> **DOCUMENT PASSAGE**:
And generating a “list of gun buyers” creates the obvious risk that law-abiding consumers’ information will be leaked, discovered, hacked, or otherwise obtained and misused by those who oppose Americans exercising their Second Amendment rights.

It was then that they dropped a line that should be giving the credit card companies chills, as it opens the door for the AGs to start investigating these companies and levying massive fines:

We are further concerned that financial institutions that place their desired public policy outcomes ahead of the well-being of their investors do so in derogation of their fiduciary obligations.

Companies can’t do that. They have to put their fiduciary obligations to their shareholders first. If they don’t do so, if they put wokeness ahead of earning a return for their owners, the shareholders, they can be sued. Action can be taken to stop them and financial penalties levied. If the AGs follow up with words, that line could be the basis.

But there was another line too, coming toward the end of the letter:

Press releases from public officials make clear that the new merchant code was created and adopted in concert with various state actors, which may additionally create the potential for both civil and criminal liability for conspiracy to deprive Americans of their civil rights.

Companies can’t work with the government or at the behest of the government to deny Americans their rights. Then it’s just state action by a different name, and so the company can be stopped.

We’ll see what happens. But, in the letter, the AGs offered up two potential avenues for taking legal action if Visa and other credit card companies don’t back down.

> **RECORDED INFORMATION**:

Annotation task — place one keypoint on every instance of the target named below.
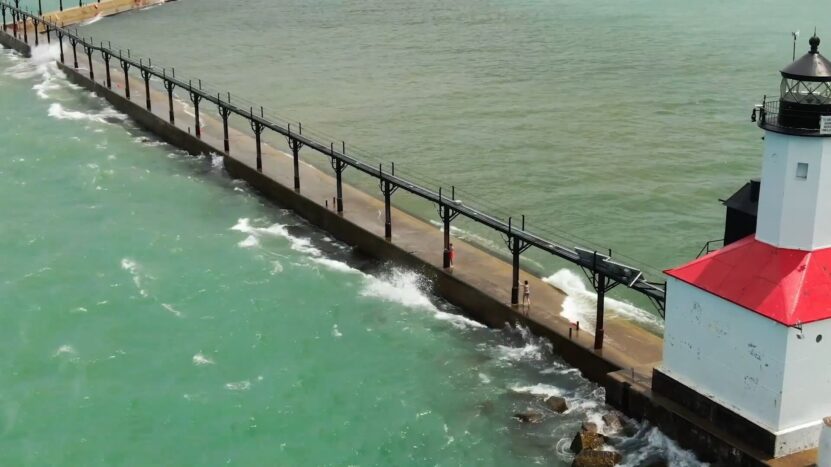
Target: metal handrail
(653, 290)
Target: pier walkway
(480, 282)
(626, 345)
(79, 14)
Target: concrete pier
(76, 15)
(480, 283)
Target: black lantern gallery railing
(783, 116)
(604, 272)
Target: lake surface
(157, 312)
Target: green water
(140, 327)
(155, 312)
(608, 124)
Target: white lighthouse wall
(806, 395)
(794, 211)
(725, 352)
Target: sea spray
(580, 303)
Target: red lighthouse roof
(788, 286)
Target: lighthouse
(747, 343)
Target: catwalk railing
(602, 270)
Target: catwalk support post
(106, 56)
(257, 128)
(60, 43)
(338, 166)
(125, 65)
(145, 75)
(447, 214)
(295, 145)
(195, 97)
(89, 49)
(387, 188)
(169, 85)
(517, 246)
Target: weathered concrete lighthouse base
(717, 434)
(773, 444)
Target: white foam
(301, 245)
(238, 386)
(56, 110)
(133, 268)
(529, 352)
(459, 321)
(335, 265)
(659, 444)
(217, 161)
(200, 360)
(400, 286)
(250, 241)
(276, 267)
(171, 309)
(580, 303)
(65, 350)
(538, 389)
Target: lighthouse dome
(809, 67)
(805, 94)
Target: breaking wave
(398, 285)
(580, 303)
(133, 268)
(107, 115)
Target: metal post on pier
(338, 166)
(169, 85)
(387, 188)
(602, 283)
(60, 40)
(601, 305)
(106, 56)
(195, 97)
(89, 49)
(74, 42)
(257, 128)
(225, 112)
(295, 146)
(517, 247)
(447, 215)
(125, 65)
(145, 74)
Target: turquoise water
(155, 312)
(608, 125)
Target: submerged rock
(597, 459)
(587, 439)
(556, 404)
(613, 422)
(529, 416)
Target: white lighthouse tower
(747, 344)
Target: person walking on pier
(526, 296)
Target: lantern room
(805, 93)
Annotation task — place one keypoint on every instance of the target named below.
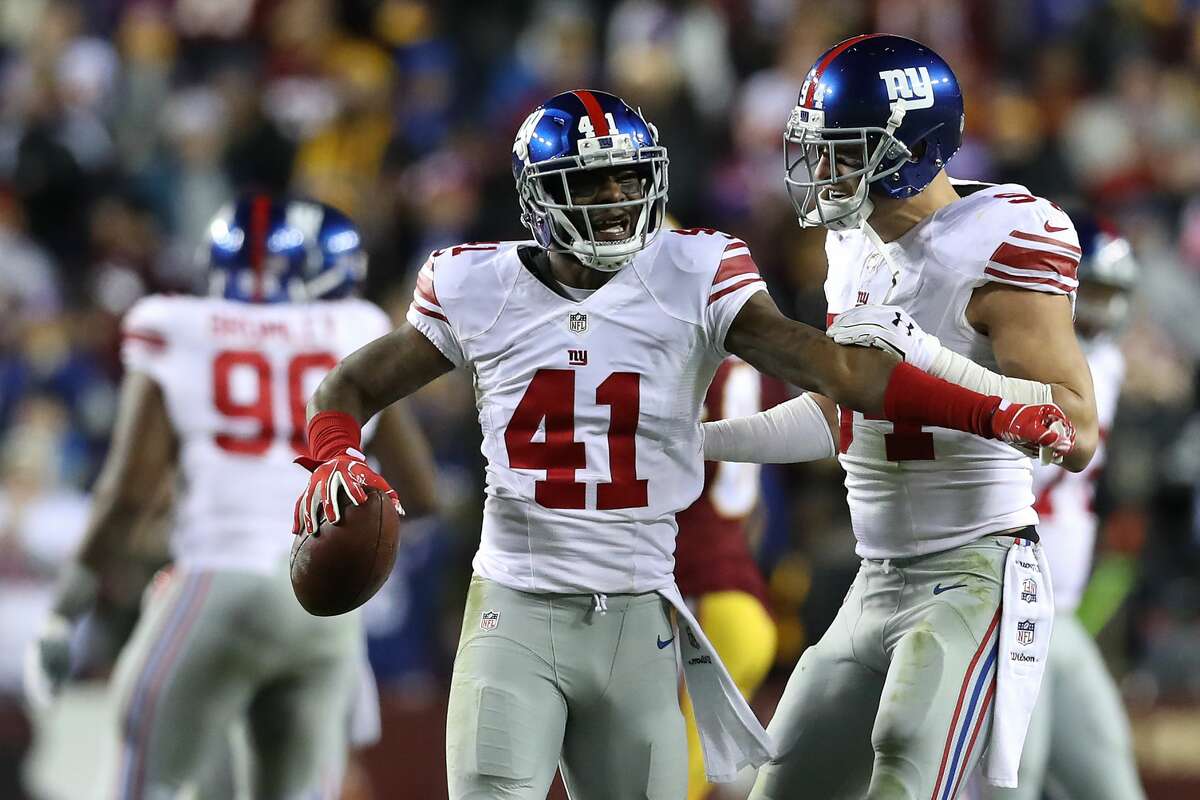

> **OBJECTIVE 1**: In the commentary on the attorneys general's letter, condense the paragraph beginning "Companies can’t do that" into a shorter version that keeps its main points.
> **OBJECTIVE 2**: According to the commentary on the attorneys general's letter, what potential liability may result from the merchant code being created and adopted in concert with state actors?

> **EXPECTED ANSWER 1**: Companies must put their fiduciary obligations to shareholders first. If they put wokeness ahead of earning shareholders a return, they can be sued, stopped and fined. If the AGs follow up, that line could be the basis for action.

> **EXPECTED ANSWER 2**: Both civil and criminal liability for conspiracy to deprive Americans of their civil rights.